• Action item: Could the data underneath be repeated exactly, in full?

[Records for the exercise]

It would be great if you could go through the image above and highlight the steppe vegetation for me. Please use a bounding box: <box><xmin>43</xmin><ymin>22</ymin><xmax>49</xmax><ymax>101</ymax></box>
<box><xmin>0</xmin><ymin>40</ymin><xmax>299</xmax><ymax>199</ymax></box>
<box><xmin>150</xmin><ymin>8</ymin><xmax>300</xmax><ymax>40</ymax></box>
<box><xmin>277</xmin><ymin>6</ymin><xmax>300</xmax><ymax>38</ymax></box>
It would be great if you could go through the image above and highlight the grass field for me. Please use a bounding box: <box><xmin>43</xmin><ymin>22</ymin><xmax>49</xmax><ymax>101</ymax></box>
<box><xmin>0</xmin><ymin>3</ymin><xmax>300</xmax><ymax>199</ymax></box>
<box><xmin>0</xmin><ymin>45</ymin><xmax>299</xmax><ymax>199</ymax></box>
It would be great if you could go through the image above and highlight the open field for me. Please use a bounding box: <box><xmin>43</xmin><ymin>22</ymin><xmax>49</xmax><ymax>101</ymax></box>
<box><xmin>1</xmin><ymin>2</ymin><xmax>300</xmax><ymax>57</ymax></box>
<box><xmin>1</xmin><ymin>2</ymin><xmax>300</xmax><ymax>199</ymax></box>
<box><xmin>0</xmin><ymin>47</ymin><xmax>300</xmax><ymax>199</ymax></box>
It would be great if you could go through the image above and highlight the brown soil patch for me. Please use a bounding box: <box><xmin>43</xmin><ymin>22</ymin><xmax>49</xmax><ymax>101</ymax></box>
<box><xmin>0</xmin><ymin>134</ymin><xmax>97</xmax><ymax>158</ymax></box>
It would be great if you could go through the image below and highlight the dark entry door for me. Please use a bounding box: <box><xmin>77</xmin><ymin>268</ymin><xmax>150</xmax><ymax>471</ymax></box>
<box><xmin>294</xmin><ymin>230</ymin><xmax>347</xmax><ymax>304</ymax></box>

[/Records for the exercise]

• Solution for this exercise:
It would be great if you could go through the image above and highlight the steppe vegetation for me. Please use a bounding box: <box><xmin>43</xmin><ymin>22</ymin><xmax>49</xmax><ymax>101</ymax></box>
<box><xmin>0</xmin><ymin>40</ymin><xmax>299</xmax><ymax>199</ymax></box>
<box><xmin>150</xmin><ymin>8</ymin><xmax>300</xmax><ymax>40</ymax></box>
<box><xmin>277</xmin><ymin>6</ymin><xmax>300</xmax><ymax>38</ymax></box>
It would be great if you could go through the image above and highlight the grass field for me. Please use a bounding box: <box><xmin>43</xmin><ymin>22</ymin><xmax>49</xmax><ymax>101</ymax></box>
<box><xmin>0</xmin><ymin>3</ymin><xmax>300</xmax><ymax>199</ymax></box>
<box><xmin>0</xmin><ymin>45</ymin><xmax>299</xmax><ymax>199</ymax></box>
It would be great if you could go through the image above and highlight the open field for me. Please use a bounding box: <box><xmin>43</xmin><ymin>22</ymin><xmax>49</xmax><ymax>101</ymax></box>
<box><xmin>1</xmin><ymin>2</ymin><xmax>300</xmax><ymax>57</ymax></box>
<box><xmin>1</xmin><ymin>2</ymin><xmax>300</xmax><ymax>199</ymax></box>
<box><xmin>0</xmin><ymin>47</ymin><xmax>300</xmax><ymax>199</ymax></box>
It would be great if you could go through the image above and highlight the brown soil patch for me. Please use a bounding box: <box><xmin>43</xmin><ymin>22</ymin><xmax>49</xmax><ymax>101</ymax></box>
<box><xmin>0</xmin><ymin>134</ymin><xmax>97</xmax><ymax>158</ymax></box>
It would be great if you could go through the image below and highlight the dark entry door for me. Please use a bounding box: <box><xmin>77</xmin><ymin>268</ymin><xmax>150</xmax><ymax>471</ymax></box>
<box><xmin>294</xmin><ymin>230</ymin><xmax>347</xmax><ymax>304</ymax></box>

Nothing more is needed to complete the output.